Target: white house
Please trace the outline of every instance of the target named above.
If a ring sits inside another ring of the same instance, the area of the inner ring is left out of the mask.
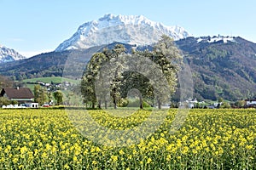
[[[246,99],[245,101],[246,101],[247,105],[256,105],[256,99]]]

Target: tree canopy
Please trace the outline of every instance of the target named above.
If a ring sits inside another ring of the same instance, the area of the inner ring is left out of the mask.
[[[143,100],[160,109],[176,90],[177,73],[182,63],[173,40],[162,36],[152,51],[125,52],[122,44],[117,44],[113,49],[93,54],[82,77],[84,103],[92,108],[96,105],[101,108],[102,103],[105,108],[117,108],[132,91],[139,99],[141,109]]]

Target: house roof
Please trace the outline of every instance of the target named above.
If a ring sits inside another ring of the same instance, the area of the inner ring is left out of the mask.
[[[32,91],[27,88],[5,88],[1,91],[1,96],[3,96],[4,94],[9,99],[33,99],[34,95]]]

^^^^^^^^

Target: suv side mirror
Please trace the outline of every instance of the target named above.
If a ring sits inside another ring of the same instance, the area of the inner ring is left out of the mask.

^^^^^^^^

• **Exercise**:
Rewrite the lines of the listing between the line holding "Target: white house" and the line holding "[[[246,99],[245,101],[246,101],[247,105],[256,105],[256,99]]]", inclusive, replacing "outline" with "boundary" and keeping everything else unchanged. Leave the pictures out of your answer.

• **Response to the task**:
Target: white house
Please trace the boundary of every instance of the target named above.
If a ring sits inside another ring of the same instance, the area of the inner ring is left out of the mask.
[[[246,99],[245,101],[246,101],[247,105],[256,105],[256,99]]]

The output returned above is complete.